Há uma expressão muito minha,
muito íntima, que não verbalizo nunca, mas constato e penso, em algumas raras
vezes nesta vida: estou secretamente
feliz! Duvido que o que chamo de
felicidade seja ela mesmo, a tal Felicidade prometida só mesmo nos paraísos,
nos Edens da vida. Mas consideremos a nossa idealização de felicidade mais próxima
da realidade terrena. É dela que falo. É ela que já me visitou algumas poucas
vezes, sem que eu tenha feito alarde e anunciado aos quatro cantos do mundo.
Começo falando dessa “felicidade
secreta” para deixar claro que não faço apologia à tristeza. Muito menos à
felicidade. Mas não posso deixar de lembrar que vivemos a era da ditadura da
felicidade. A felicidade virou um produto e a maioria vê-se na obrigação de
consumi-la. Acontece que a obrigação de ser feliz vem nos tornando secretamente
e cada vez mais infelizes. Patologizaram a tristeza. É vergonhoso e humilhante
não estar feliz. Bonita parece ser a alegria pré-fabricada, intensificada pelo
rivotril, que ajuda a evitar a humilhação de não poder sorrir. E nem se fala na
existência de uma felicidade calma, reservada, secreta, sem glitter
Acontece que ela existe. Em dose
terráquea, sem os esplendores do Paraíso, mas com a suavidade e o bem-estar
proporcionados por pequenos e significativos momentos de nossa vida. Quando
aprendemos a olhar com embriaguês, com poesia, para a vida e seus mistérios,
podemos ser arrebatados momentaneamente. Um pôr-do-sol, uma música, um livro,
um abraço, o vento, o mar e tantas e tantas coisas “insignificantes” sob a ótica
capitalista do consumo. Porque é preciso “comprar” felicidade. E ela deve ser
luminosa, exuberante, estrondosa, felicidade com glitter.

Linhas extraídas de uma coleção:
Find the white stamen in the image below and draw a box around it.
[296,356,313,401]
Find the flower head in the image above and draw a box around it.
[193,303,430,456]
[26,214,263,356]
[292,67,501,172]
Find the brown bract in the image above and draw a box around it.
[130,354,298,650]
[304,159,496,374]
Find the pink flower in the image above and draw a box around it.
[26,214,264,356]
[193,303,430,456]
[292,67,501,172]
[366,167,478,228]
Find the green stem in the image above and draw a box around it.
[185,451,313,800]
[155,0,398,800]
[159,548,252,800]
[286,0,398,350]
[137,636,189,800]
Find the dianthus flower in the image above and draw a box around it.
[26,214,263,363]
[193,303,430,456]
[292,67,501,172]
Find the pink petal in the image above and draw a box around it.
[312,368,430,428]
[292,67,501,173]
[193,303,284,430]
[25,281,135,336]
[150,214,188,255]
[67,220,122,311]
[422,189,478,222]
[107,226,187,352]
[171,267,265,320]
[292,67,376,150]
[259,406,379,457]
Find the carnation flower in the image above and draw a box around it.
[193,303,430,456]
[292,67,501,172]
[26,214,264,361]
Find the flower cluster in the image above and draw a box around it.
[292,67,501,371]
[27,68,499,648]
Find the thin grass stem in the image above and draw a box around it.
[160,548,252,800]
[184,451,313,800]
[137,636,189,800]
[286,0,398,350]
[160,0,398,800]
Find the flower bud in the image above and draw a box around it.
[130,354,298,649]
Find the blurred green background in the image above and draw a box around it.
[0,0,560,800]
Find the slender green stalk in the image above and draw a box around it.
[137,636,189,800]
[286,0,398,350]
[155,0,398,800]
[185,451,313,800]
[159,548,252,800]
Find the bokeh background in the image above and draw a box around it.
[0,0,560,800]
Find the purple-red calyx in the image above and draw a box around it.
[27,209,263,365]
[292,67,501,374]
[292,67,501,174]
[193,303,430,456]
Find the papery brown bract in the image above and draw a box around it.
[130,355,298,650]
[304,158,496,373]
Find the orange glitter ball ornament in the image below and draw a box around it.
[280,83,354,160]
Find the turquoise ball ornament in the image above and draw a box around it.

◆ Enunciado
Que coisas o texto sobre a felicidade secreta enumera logo antes de "e tantas e tantas coisas 'insignificantes'"?

◆ Resposta
Um pôr-do-sol, uma música, um livro, um abraço, o vento e o mar.